YOUR OBJECTIVE =>
Where the line containing "ask: trace the" appears, start copying; continue through the last line below and copy nothing else.

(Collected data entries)
..........
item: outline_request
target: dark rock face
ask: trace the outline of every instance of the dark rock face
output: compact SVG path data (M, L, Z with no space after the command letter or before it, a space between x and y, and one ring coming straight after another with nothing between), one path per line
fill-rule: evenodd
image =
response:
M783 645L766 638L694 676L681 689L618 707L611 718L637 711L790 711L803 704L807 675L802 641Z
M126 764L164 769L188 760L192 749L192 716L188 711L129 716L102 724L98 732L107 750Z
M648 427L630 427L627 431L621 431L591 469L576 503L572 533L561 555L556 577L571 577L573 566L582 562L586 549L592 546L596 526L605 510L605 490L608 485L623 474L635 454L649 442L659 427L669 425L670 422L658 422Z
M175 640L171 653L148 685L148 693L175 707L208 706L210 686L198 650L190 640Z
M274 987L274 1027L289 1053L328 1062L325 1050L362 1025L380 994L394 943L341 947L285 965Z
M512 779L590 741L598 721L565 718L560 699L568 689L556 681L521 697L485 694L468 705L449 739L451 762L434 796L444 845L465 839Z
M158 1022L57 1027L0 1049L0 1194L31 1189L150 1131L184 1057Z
..........
EXERCISE RESPONSE =>
ask: trace the outline of every instance of the dark rock face
output: compact SVG path data (M, L, Z with no space after the command letter or before it, a space between x and y, and one ring coming straight after another with nothing between), one path per line
fill-rule: evenodd
image =
response:
M783 645L766 638L694 676L681 689L618 707L611 718L637 711L790 711L803 704L807 675L802 641Z
M126 764L164 769L188 760L192 749L192 716L188 711L129 716L102 724L98 732L107 750Z
M648 427L630 427L627 431L621 431L591 469L576 503L572 533L561 555L556 577L571 577L573 566L582 562L586 549L592 546L596 526L605 510L605 490L608 485L623 474L635 454L649 442L659 427L669 425L670 422L658 422Z
M175 640L171 653L148 685L148 693L175 707L208 706L210 686L198 650L190 640Z
M274 987L274 1027L289 1053L328 1062L325 1050L362 1025L380 994L394 943L341 947L285 965Z
M512 779L590 741L598 721L565 718L560 699L568 689L556 681L521 697L485 694L468 705L449 739L451 762L434 796L444 845L465 839Z
M158 1022L57 1027L0 1049L0 1194L31 1189L150 1131L184 1057Z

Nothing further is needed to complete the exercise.